Minneapolis, Minn. — All My Relations Arts (AMRA), the Native American Community Development Institute (NACDI), and Hennepin Theatre Trust announced the recipients of the We Are Still Here (WASH) artists cohort for 2023–24. We Are Still Here is a collaborative project to create new public artworks for the Hennepin Theatre District and the American Indian Culture Corridor.

Lorene Pearson

Lorene Pearson. All images courtesy of the Hennepin Theatre Trust.

This season’s artist mentor is Courtney Cochran (Minnesota Chippewa Tribe, Nett Lake), who will lead the third cohort of WASH artists. They are :

  • Loriene Pearson (Winnebago)
  • Tamara Aupaumut (Stockbridge-Munsee Mohican/Oneida Nation/Brothertown* descent)
  • Aiyana M. Kline (Turtle Mountain Chippewa)
  • Olivia Seone Stern (Mississippi Choctaw/Carib Kalinago)

For the development of the We Are Still Here initiative, All My Relations Arts partnered with Hennepin Theatre Trust to co-develop and implement a nine-month learning cohort featuring four Native American artists. Under the mentorship of multimedia artist Courtney Cochran this cohort will focus on the process, practice, and techniques that make up public/community art. Through implementing a practice based in community care, community listening, and responsiveness, the medium of community art is characterized by dialogue with the community and often involves a professional artist collaborating with people who may not otherwise engage in the arts. The work of community artists is designed to inform, engage, provoke, inspire, and reflect.

Evolving out of the idea of cultural democracy and a socially engaged practice, community art helps bring about an awareness and appreciation of art to as wide a section of society as possible; and to break down the boundaries to make art accessible to a wider audience. Rooted in engaging the community and listening to the community’s needs, this style of art is deeply collaborative, and at its core cultural seeks to unite people, be a social response, and tell a story, often outside the realms of galleries and museums – i.e. public spaces.

**SUPPLIED MATERIAL**

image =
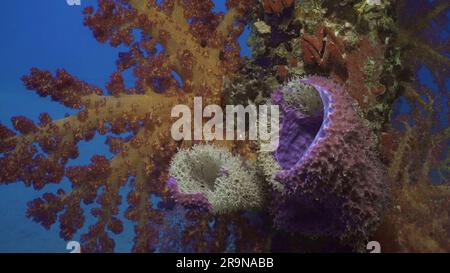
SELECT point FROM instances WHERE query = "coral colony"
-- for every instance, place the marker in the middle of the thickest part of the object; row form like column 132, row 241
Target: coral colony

**DIRECTIONS**
In the We Are Still Here announcement, list each thing the work of community artists is said to be designed to do. The listing is separate material and unrelated to the announcement.

**WRITTEN SOLUTION**
Inform, engage, provoke, inspire, reflect